» Task brief: State how many lines of the records below contain the string "pixels", with case counted as significant, and give only that number.
The input start
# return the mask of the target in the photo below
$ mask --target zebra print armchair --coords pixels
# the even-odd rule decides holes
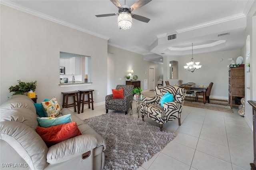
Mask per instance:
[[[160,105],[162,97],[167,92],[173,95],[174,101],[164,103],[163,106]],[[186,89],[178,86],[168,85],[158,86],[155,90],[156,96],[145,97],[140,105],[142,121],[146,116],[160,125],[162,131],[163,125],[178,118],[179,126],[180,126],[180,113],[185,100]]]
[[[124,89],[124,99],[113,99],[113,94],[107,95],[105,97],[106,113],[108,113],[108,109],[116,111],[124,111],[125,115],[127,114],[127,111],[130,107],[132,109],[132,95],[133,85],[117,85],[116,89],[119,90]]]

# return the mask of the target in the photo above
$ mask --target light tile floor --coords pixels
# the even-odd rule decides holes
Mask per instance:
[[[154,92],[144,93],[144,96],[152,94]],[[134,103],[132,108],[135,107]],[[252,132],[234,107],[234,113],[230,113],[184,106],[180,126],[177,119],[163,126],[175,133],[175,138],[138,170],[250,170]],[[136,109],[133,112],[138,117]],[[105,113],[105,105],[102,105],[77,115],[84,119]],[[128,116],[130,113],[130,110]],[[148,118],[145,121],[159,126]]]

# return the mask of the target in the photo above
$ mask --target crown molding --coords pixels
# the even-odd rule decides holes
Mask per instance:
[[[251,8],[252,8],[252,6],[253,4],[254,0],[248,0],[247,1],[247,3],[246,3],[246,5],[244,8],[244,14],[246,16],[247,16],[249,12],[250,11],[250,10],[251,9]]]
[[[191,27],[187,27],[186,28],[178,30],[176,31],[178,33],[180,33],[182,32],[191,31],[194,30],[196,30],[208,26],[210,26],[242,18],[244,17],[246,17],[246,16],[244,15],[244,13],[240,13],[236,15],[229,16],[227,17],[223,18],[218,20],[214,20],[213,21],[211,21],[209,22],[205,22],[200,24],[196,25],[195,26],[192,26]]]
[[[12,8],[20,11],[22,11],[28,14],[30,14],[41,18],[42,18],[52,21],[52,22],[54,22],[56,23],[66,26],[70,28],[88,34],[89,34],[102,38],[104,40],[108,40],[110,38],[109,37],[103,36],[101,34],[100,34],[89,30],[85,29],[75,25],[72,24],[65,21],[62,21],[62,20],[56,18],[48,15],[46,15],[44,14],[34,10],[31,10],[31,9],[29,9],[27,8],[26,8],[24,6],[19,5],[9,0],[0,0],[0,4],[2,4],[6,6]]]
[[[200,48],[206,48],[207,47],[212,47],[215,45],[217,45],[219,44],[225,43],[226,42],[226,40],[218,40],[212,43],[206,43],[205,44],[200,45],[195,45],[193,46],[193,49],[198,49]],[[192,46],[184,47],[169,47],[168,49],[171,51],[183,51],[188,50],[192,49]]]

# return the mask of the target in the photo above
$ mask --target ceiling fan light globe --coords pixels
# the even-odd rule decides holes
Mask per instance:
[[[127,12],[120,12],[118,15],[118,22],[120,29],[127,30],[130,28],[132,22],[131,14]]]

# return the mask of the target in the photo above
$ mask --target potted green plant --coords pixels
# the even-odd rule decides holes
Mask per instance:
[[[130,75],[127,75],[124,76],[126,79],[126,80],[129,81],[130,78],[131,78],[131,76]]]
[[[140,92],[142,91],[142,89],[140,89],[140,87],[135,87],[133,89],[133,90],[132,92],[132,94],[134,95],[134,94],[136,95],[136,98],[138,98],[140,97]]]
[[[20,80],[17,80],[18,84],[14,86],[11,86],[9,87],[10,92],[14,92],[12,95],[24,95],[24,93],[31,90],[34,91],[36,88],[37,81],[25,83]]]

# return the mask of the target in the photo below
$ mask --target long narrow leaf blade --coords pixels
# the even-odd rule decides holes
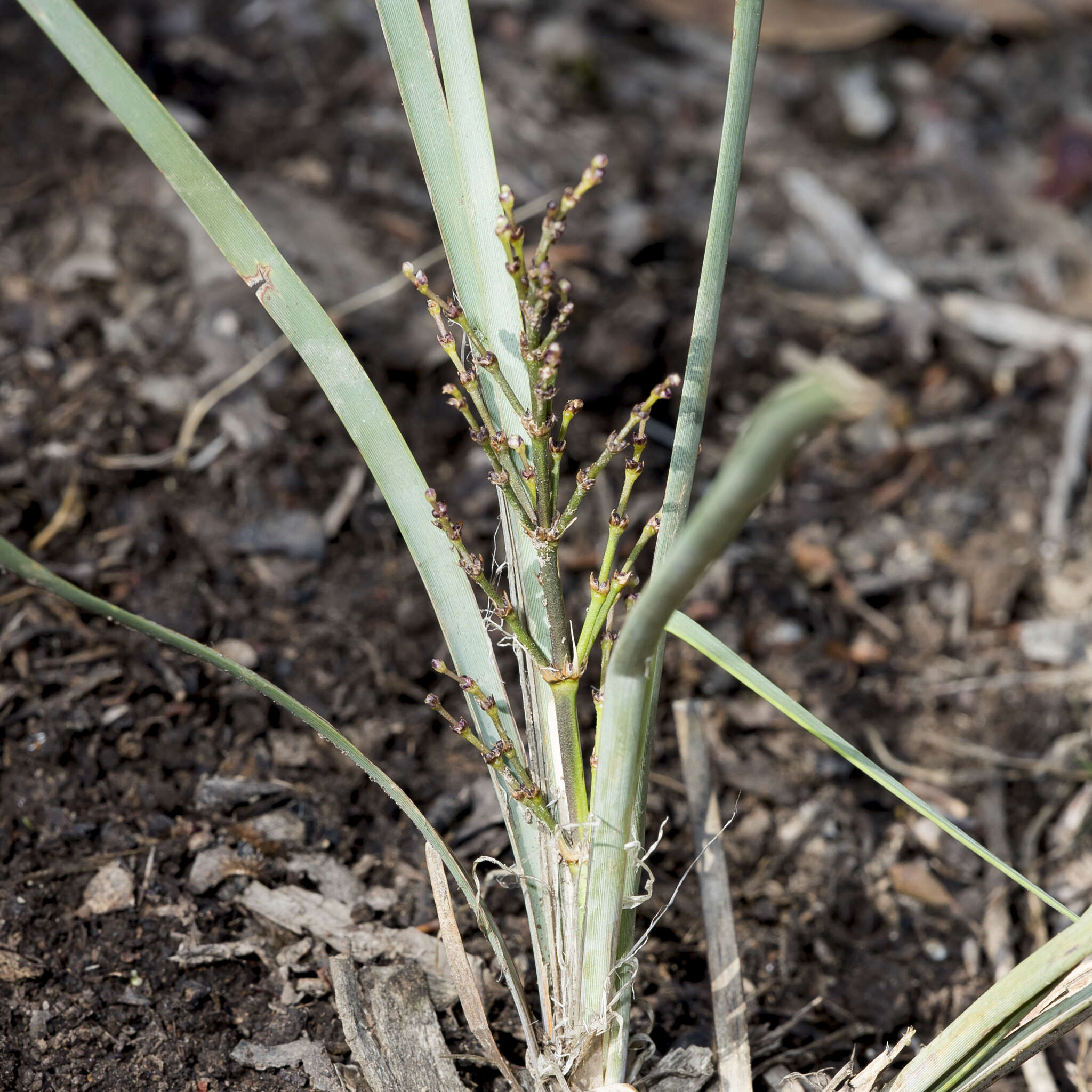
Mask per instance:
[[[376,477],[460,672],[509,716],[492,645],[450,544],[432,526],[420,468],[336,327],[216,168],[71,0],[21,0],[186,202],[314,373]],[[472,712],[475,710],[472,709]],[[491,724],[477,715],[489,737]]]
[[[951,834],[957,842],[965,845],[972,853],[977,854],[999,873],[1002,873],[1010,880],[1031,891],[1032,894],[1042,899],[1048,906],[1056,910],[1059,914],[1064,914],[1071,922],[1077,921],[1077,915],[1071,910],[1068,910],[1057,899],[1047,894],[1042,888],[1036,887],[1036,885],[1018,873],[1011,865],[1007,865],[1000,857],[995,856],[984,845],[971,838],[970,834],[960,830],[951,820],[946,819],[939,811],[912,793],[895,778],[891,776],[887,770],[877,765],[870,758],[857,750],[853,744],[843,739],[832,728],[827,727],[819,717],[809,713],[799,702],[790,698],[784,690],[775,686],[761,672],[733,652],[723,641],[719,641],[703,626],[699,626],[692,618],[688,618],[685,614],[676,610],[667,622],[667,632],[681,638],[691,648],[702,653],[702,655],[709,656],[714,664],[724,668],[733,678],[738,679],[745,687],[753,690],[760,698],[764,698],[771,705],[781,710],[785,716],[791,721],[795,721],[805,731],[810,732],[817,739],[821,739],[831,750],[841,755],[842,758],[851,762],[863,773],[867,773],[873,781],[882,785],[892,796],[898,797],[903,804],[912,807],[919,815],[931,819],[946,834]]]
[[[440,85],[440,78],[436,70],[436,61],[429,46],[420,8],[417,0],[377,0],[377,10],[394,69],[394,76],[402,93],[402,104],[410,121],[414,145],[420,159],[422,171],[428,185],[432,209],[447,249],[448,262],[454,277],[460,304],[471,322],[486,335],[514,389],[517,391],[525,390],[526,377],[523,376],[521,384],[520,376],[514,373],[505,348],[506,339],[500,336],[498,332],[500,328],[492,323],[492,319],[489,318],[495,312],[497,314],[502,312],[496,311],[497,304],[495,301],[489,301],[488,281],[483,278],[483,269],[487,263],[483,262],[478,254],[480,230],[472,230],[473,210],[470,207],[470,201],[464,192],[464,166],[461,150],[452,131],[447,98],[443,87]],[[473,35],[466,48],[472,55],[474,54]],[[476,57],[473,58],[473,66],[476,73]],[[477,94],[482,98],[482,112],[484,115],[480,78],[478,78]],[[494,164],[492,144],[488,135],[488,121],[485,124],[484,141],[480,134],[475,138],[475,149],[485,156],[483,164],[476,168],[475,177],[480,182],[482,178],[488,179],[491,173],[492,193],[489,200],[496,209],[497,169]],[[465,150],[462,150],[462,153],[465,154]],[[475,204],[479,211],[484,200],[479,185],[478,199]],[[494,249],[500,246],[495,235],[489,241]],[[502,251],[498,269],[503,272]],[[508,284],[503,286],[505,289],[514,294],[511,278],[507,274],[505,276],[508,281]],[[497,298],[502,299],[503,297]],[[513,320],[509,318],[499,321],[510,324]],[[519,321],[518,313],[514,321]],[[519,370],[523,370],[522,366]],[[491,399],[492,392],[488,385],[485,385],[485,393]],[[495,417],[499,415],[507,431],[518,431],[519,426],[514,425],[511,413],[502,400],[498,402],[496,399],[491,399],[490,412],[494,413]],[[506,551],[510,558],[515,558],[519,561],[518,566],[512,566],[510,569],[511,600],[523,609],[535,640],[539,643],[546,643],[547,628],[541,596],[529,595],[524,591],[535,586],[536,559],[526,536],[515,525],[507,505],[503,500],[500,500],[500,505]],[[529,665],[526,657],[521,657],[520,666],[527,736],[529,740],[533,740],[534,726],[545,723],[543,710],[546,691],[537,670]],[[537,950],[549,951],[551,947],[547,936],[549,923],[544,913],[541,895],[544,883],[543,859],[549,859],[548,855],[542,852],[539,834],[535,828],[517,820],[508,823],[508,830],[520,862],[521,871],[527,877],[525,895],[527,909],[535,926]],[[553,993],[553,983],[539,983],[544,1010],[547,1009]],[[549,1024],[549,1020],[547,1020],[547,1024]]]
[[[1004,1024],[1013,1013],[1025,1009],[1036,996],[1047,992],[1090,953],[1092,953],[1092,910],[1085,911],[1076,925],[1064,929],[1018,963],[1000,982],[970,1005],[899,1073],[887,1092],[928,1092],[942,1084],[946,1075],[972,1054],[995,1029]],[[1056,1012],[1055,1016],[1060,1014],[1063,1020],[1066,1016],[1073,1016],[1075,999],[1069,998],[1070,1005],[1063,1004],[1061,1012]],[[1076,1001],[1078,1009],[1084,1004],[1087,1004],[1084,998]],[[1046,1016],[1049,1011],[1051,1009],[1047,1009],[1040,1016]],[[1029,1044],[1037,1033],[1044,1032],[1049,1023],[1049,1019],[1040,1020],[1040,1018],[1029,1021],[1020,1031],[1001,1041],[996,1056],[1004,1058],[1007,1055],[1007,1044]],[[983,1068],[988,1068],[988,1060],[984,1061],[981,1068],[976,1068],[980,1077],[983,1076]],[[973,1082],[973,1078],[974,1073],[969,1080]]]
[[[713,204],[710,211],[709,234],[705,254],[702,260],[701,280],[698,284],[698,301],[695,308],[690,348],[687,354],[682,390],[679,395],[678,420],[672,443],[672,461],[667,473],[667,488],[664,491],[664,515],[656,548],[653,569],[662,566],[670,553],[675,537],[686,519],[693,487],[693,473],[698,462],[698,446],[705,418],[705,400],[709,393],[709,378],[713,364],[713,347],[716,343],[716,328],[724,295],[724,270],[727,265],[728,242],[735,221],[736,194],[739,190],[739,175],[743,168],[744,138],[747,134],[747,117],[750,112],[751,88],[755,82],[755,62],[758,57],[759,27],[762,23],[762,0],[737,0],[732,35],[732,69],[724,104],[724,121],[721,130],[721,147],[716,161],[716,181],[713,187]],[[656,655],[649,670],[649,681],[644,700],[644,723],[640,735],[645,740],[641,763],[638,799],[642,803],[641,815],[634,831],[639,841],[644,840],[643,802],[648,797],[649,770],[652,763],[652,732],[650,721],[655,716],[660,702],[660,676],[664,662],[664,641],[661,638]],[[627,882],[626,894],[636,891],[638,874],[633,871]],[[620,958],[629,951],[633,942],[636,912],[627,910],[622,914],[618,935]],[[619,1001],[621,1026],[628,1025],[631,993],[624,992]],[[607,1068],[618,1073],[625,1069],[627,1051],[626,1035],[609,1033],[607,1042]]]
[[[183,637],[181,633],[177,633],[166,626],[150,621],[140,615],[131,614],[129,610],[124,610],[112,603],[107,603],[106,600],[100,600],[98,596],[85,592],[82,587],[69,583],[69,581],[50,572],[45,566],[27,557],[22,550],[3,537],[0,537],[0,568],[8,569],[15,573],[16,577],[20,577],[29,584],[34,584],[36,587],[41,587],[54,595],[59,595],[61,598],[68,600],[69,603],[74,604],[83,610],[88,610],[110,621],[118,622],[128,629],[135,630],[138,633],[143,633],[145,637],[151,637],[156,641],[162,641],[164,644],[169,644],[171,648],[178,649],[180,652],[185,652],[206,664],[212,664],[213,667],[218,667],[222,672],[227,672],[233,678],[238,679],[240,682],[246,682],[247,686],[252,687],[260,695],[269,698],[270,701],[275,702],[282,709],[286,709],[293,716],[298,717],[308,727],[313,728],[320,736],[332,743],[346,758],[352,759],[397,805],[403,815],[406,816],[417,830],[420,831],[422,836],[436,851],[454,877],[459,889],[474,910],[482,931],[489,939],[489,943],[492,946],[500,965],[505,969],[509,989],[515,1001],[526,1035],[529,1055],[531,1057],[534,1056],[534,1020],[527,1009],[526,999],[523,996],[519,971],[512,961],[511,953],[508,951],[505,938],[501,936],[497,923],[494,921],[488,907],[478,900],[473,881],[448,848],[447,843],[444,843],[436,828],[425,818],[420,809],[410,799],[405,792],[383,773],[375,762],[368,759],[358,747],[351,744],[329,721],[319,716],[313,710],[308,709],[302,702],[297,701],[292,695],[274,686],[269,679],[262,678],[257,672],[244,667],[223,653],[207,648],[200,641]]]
The input end
» Output for this exercise: 6